[Einträge]:
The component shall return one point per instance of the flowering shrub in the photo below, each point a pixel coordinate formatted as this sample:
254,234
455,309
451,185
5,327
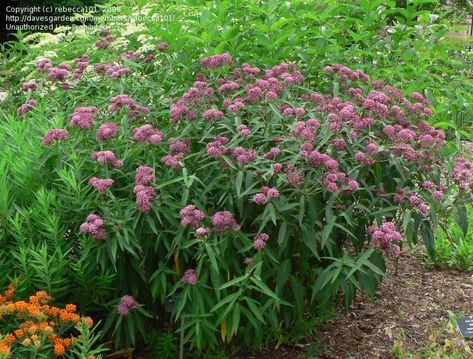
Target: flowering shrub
259,197
34,328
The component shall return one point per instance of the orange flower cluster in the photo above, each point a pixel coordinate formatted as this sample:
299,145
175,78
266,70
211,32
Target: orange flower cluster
38,322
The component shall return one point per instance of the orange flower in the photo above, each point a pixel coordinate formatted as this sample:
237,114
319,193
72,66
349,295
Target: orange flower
71,308
88,322
59,349
10,339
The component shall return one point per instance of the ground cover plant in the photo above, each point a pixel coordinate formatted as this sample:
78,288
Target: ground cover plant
228,195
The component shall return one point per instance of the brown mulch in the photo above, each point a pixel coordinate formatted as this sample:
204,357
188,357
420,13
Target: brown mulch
416,301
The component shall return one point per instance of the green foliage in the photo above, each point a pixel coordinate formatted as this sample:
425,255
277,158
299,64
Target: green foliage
316,253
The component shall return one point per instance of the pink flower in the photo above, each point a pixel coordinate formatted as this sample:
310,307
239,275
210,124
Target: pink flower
259,198
107,131
83,117
95,226
107,158
144,196
213,114
259,241
189,277
244,131
244,156
162,47
217,148
272,153
144,175
30,85
101,184
385,237
202,232
147,133
179,146
26,107
191,216
173,161
127,303
57,134
224,221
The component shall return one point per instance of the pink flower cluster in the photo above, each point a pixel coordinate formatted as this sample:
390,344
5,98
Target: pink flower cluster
272,153
385,238
259,241
173,161
217,148
57,74
127,303
125,101
189,277
215,61
26,107
43,65
462,173
202,232
143,192
179,146
200,92
104,43
339,180
266,194
101,184
244,131
306,131
213,114
29,85
83,117
144,175
191,216
95,226
147,134
57,134
107,131
242,155
116,71
107,158
82,63
289,111
162,47
224,222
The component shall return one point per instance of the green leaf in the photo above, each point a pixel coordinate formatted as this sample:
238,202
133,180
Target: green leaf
428,237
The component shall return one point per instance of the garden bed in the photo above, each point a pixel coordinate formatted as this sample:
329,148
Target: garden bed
415,301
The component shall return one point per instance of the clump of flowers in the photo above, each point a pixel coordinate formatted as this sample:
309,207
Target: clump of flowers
107,158
144,193
26,107
386,238
101,184
83,117
127,303
95,226
147,133
259,242
225,222
36,326
56,134
124,100
29,85
189,277
191,216
107,131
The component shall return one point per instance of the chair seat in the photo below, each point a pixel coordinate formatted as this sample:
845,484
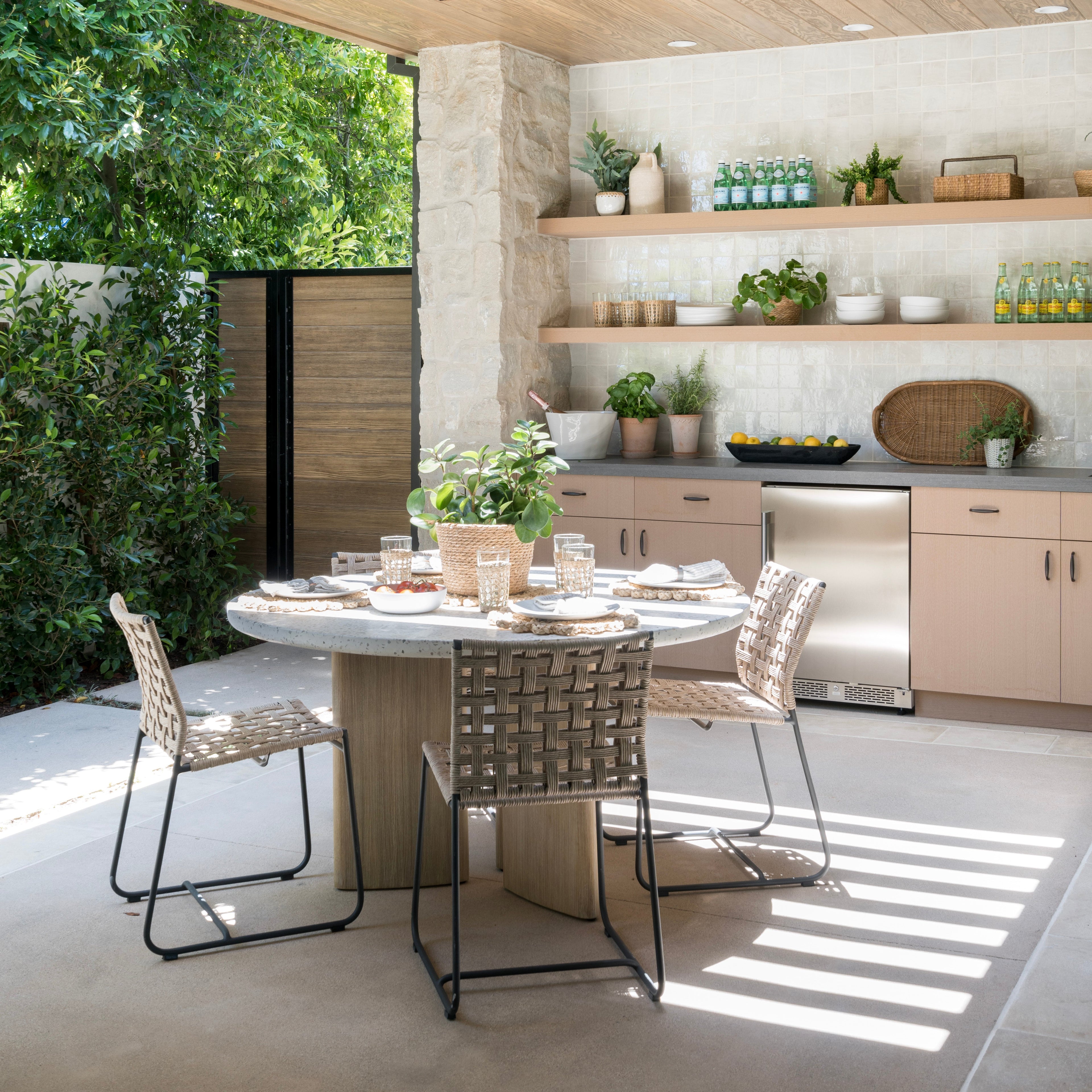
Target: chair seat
252,733
710,701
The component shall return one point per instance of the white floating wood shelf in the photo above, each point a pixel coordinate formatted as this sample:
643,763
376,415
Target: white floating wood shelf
880,332
802,220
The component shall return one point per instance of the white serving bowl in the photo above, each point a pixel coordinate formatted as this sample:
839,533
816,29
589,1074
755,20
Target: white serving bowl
582,434
411,603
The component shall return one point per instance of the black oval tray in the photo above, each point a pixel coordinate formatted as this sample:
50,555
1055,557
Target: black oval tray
790,455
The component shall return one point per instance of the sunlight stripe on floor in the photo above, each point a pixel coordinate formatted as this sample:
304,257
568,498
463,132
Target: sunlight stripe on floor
915,959
845,985
888,923
805,1018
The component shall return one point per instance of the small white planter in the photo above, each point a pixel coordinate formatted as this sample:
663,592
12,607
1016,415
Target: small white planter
1000,455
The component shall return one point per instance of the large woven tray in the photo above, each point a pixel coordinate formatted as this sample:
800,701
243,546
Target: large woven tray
921,423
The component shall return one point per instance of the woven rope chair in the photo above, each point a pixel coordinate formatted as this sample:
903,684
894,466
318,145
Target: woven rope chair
537,722
218,741
769,648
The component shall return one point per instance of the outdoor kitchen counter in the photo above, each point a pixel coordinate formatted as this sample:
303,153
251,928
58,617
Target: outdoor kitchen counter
883,475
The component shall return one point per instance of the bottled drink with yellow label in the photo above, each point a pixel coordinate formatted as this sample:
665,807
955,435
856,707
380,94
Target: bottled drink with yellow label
1028,295
1003,296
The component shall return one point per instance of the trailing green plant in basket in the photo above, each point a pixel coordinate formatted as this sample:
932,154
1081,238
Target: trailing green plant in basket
493,485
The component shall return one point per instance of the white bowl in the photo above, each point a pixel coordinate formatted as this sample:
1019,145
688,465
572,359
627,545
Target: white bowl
411,603
582,434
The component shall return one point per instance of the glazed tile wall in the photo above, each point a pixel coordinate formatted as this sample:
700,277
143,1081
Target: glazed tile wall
1027,91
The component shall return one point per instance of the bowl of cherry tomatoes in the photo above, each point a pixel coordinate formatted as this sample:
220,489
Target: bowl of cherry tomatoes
410,597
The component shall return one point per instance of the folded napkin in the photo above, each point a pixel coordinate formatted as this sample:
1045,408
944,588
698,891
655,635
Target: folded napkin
667,574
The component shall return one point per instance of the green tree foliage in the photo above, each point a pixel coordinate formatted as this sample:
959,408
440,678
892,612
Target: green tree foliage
106,432
258,144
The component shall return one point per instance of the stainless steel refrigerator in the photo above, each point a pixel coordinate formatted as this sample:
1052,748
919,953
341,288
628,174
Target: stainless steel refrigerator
858,541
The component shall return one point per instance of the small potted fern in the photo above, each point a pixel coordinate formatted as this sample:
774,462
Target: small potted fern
687,395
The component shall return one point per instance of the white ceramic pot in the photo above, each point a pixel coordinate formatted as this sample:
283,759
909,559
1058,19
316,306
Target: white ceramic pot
1000,455
610,205
646,186
685,428
581,434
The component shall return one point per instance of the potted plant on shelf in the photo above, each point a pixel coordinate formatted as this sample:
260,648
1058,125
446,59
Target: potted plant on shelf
1002,438
871,182
687,396
638,413
610,166
494,498
782,296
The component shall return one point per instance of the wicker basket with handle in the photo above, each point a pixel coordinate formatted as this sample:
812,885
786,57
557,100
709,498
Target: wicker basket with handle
921,423
979,187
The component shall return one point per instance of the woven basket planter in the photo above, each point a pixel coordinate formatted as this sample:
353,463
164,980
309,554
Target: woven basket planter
460,543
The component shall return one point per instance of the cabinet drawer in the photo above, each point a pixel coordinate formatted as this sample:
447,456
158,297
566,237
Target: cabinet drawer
995,514
610,498
1077,517
697,501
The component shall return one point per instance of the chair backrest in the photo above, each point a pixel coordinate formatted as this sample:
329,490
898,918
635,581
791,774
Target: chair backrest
162,717
537,722
772,638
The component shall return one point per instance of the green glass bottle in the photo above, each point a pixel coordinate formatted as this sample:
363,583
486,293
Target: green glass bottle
1003,296
1028,295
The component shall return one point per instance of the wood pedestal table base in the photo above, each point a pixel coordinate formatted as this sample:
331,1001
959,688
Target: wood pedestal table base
392,693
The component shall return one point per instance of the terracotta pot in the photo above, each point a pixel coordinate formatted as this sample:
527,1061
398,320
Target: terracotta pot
459,545
638,437
685,428
609,204
785,314
646,186
880,192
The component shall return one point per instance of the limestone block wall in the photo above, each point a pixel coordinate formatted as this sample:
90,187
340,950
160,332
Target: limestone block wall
493,158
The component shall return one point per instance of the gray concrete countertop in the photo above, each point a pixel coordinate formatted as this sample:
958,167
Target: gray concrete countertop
859,473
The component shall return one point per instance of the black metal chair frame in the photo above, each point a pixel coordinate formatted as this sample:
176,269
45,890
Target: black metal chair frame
762,879
457,975
194,888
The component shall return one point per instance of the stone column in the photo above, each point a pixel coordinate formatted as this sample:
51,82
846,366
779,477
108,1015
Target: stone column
493,158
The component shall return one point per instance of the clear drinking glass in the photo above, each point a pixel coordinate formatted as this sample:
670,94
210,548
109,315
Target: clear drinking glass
494,569
396,552
576,569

[Übungsziel]:
Übertragen Sie sämtliche Zeilen aller obigen Einträge in eine JSON-Liste von Zeichenketten, eine Zeichenkette pro Zeile und ohne Leerzeilen. Die Bilder lassen Sie dabei weg.

[Gelöste Aufgabe]:
[
  "The component shall return one point per instance of the flowering shrub in the photo below, each point a pixel coordinate formatted as this sample:",
  "254,234",
  "455,309",
  "451,185",
  "5,327",
  "Target: flowering shrub",
  "259,197",
  "34,328",
  "The component shall return one point per instance of the orange flower cluster in the photo above, each point a pixel coordinate formatted as this sample:",
  "299,145",
  "175,78",
  "266,70",
  "211,32",
  "Target: orange flower cluster",
  "38,322",
  "The component shall return one point per instance of the orange flower in the photo above, each point a pixel coordinate formatted as this sample:",
  "237,114",
  "319,193",
  "72,66",
  "349,295",
  "Target: orange flower",
  "71,308",
  "88,322",
  "59,349",
  "10,339",
  "The component shall return one point per instance of the ground cover plant in the photo above, each point a pixel coordinate formatted as this sample:",
  "78,288",
  "Target: ground cover plant",
  "228,195",
  "The component shall return one point per instance of the brown mulch in the photo above, each point a pixel coordinate formatted as this sample:",
  "204,357",
  "188,357",
  "420,13",
  "Target: brown mulch",
  "416,301",
  "The component shall return one point per instance of the green foliage in the photo above, each point a pixel coordinate formatted as this sample:",
  "425,255",
  "277,158",
  "299,64",
  "Target: green foliage",
  "316,253",
  "The component shall return one point per instance of the pink flower in the photo above, each point a pixel coordinate formatted as this sample:",
  "310,307",
  "239,275",
  "210,124",
  "Target: pink flower",
  "259,198",
  "107,131",
  "83,117",
  "95,226",
  "107,158",
  "144,196",
  "213,114",
  "259,241",
  "189,277",
  "244,131",
  "244,156",
  "162,47",
  "217,148",
  "272,153",
  "144,175",
  "30,85",
  "101,184",
  "385,237",
  "202,232",
  "147,133",
  "179,146",
  "26,107",
  "191,216",
  "173,161",
  "127,303",
  "57,134",
  "224,221",
  "The component shall return one point per instance of the pink flower cluster in the photo above, each point a pixel coordinate formatted as this sample:",
  "390,344",
  "5,98",
  "Target: pink flower cluster",
  "272,153",
  "385,238",
  "259,241",
  "173,161",
  "217,148",
  "57,74",
  "127,303",
  "125,101",
  "189,277",
  "215,61",
  "26,107",
  "43,65",
  "462,173",
  "202,232",
  "143,192",
  "179,146",
  "200,92",
  "104,43",
  "339,180",
  "266,194",
  "101,184",
  "244,131",
  "306,131",
  "213,114",
  "29,85",
  "83,117",
  "144,175",
  "191,216",
  "95,226",
  "147,134",
  "57,134",
  "107,131",
  "242,155",
  "116,71",
  "107,158",
  "82,63",
  "289,111",
  "162,47",
  "224,222",
  "The component shall return one point per instance of the green leaf in the photo above, each point a pixel coordinate formatted as this sample:",
  "238,202",
  "133,180",
  "Target: green leaf",
  "428,237",
  "The component shall return one point per instance of the garden bed in the photo above, each point a pixel coordinate formatted as this sample:",
  "329,148",
  "Target: garden bed",
  "415,301",
  "The component shall return one point per instance of the clump of flowers in the photo above, each point a pixel coordinate formatted as this sample:",
  "309,207",
  "Target: clump of flowers",
  "107,158",
  "144,193",
  "26,107",
  "386,238",
  "101,184",
  "83,117",
  "127,303",
  "95,226",
  "147,133",
  "259,242",
  "225,222",
  "36,326",
  "56,134",
  "124,100",
  "29,85",
  "189,277",
  "191,216",
  "107,131",
  "The component shall return one point per instance of the chair seat in the photo below, each point a pixel coordinate formatted as this sample:",
  "845,484",
  "Target: chair seat",
  "252,733",
  "710,701",
  "The component shall return one point per instance of the white floating wood shelf in the photo above, each point a pixel coordinate formatted as this sample:",
  "643,763",
  "376,415",
  "Target: white floating wood shelf",
  "880,332",
  "802,220",
  "The component shall return one point per instance of the white serving bowl in the photo above, each point a pixel coordinate formatted as this sample:",
  "839,533",
  "816,29",
  "589,1074",
  "755,20",
  "Target: white serving bowl",
  "582,434",
  "411,603",
  "The component shall return one point per instance of the black oval tray in the photo above, each point a pixel coordinate formatted as this sample:",
  "50,555",
  "1055,557",
  "Target: black oval tray",
  "790,455",
  "The component shall return one point per instance of the sunlight stripe on floor in the photo above, each point a pixel coordinate formatted as this sample:",
  "304,257",
  "568,498",
  "463,132",
  "Target: sunlight stripe on floor",
  "915,959",
  "845,985",
  "888,923",
  "805,1018",
  "The component shall return one point per instance of the small white planter in the photo above, each point a pixel coordinate formatted as this sample:",
  "663,592",
  "12,607",
  "1016,415",
  "Target: small white planter",
  "1000,455",
  "The component shall return one point per instance of the large woven tray in the photo above, each point a pixel coordinate formatted as this sample:",
  "800,701",
  "243,546",
  "Target: large woven tray",
  "921,423",
  "The component shall return one point per instance of the woven rope chair in the photo above, each point a pixel coordinate formatted as this sample:",
  "903,684",
  "894,466",
  "318,145",
  "Target: woven rope chair",
  "537,722",
  "218,741",
  "769,648",
  "The component shall return one point per instance of the outdoor kitchen counter in the photo above, each point a pixel coordinate formatted as this sample:",
  "303,153",
  "251,928",
  "58,617",
  "Target: outdoor kitchen counter",
  "883,475",
  "The component shall return one point per instance of the bottled drink with yellow label in the photo above, each point a pixel coordinate formatted as this sample:",
  "665,807",
  "955,435",
  "856,707",
  "380,94",
  "Target: bottled drink with yellow label",
  "1028,295",
  "1003,296",
  "The component shall return one point per instance of the trailing green plant in basket in the photo above, each point a pixel coordinate formatted as this sample:",
  "932,154",
  "1081,238",
  "Target: trailing green plant in basket",
  "493,485",
  "The component shall return one point per instance of the white bowl in the photo above, each point a pixel coordinate formatted as this sample:",
  "1019,145",
  "688,465",
  "572,359",
  "627,545",
  "Target: white bowl",
  "411,603",
  "582,434",
  "The component shall return one point per instance of the glazed tile wall in the photo above, each point a pixel coordinate formatted as this sample:",
  "700,277",
  "143,1081",
  "Target: glazed tile wall",
  "1027,91",
  "The component shall return one point per instance of the bowl of cherry tomatoes in the photo above, each point a pixel coordinate formatted as this sample:",
  "220,489",
  "Target: bowl of cherry tomatoes",
  "410,597",
  "The component shall return one point per instance of the folded napkin in the photo above, each point a pixel coordinate formatted as this sample:",
  "1045,408",
  "944,588",
  "698,891",
  "655,635",
  "Target: folded napkin",
  "667,574",
  "The component shall return one point per instance of the green tree foliage in the photo above, each point a pixel coordinate formatted as this sample:",
  "959,408",
  "440,678",
  "892,612",
  "Target: green tree foliage",
  "106,432",
  "258,144",
  "The component shall return one point per instance of the stainless steel refrigerator in the photo above, each point a pixel coordinate formatted as this sample:",
  "1052,748",
  "919,953",
  "341,288",
  "628,174",
  "Target: stainless steel refrigerator",
  "858,541",
  "The component shall return one point per instance of the small potted fern in the photo above, each point a pixel coordinate formatted as this sample:",
  "774,462",
  "Target: small potted fern",
  "687,395",
  "The component shall return one point per instance of the white ceramic pot in the photo above, each point a pixel coordinate formatted as this sample:",
  "283,759",
  "909,559",
  "1058,19",
  "316,306",
  "Target: white ceramic pot",
  "1000,455",
  "610,205",
  "646,186",
  "685,428",
  "581,434",
  "The component shall return one point per instance of the potted plant on shelf in the photo above, each point a pixel coordinate formatted as this sample:",
  "260,648",
  "1058,125",
  "446,59",
  "Target: potted plant on shelf",
  "1002,438",
  "871,182",
  "687,396",
  "638,413",
  "610,166",
  "494,498",
  "782,296",
  "The component shall return one point per instance of the wicker basket with handle in the photo above, each point a pixel coordinate formatted as this sample:",
  "812,885",
  "786,57",
  "557,100",
  "709,498",
  "Target: wicker basket with handle",
  "921,423",
  "979,187",
  "The component shall return one point per instance of the woven basket planter in the photo above, each point a pixel coordinate formatted as this sample:",
  "353,463",
  "164,980",
  "309,554",
  "Target: woven basket planter",
  "460,543",
  "The component shall return one point per instance of the cabinet drawer in the photo above, each point a pixel coordinate formatted as this sample:",
  "447,456",
  "158,297",
  "566,237",
  "Target: cabinet drawer",
  "995,514",
  "610,498",
  "1077,517",
  "697,501",
  "The component shall return one point per instance of the chair backrest in the photo above, each point a pixel coordinate formatted as this sample:",
  "329,490",
  "898,918",
  "635,581",
  "791,774",
  "Target: chair backrest",
  "162,717",
  "537,722",
  "772,638",
  "The component shall return one point per instance of the green glass bottle in the photo above, each point a pixel coordinate formatted as this sample:",
  "363,583",
  "486,293",
  "Target: green glass bottle",
  "1003,296",
  "1028,295",
  "The component shall return one point per instance of the wood pedestal table base in the photo above, each point a pixel coordinate formatted as this sample:",
  "331,1001",
  "959,688",
  "Target: wood pedestal table base",
  "392,693",
  "The component shall return one point per instance of the terracotta pot in the photo above, each point a pixel coordinate formatted as this sample:",
  "527,1061",
  "398,320",
  "Target: terracotta pot",
  "459,545",
  "638,437",
  "685,428",
  "609,204",
  "785,314",
  "646,186",
  "880,192",
  "The component shall return one point per instance of the limestone block wall in the photo above, each point a pixel coordinate formatted as this sample:",
  "90,187",
  "340,950",
  "160,332",
  "Target: limestone block wall",
  "493,158",
  "The component shall return one point per instance of the gray concrete countertop in the photo above, each point a pixel coordinate formatted as this sample:",
  "958,167",
  "Target: gray concrete countertop",
  "859,473",
  "The component shall return one point per instance of the black metal chair frame in the photo above, each point a pixel coordinate formatted as this sample:",
  "176,269",
  "45,890",
  "Target: black metal chair frame",
  "762,879",
  "457,975",
  "194,888",
  "The component shall return one point per instance of the stone column in the photo above, each point a pixel coordinate formatted as this sample:",
  "51,82",
  "846,366",
  "779,477",
  "108,1015",
  "Target: stone column",
  "493,158",
  "The component shall return one point per instance of the clear drinking glass in the photo above, each point a pixel coordinate formatted as this sample:",
  "670,94",
  "210,548",
  "109,315",
  "Target: clear drinking glass",
  "494,569",
  "396,552",
  "576,569"
]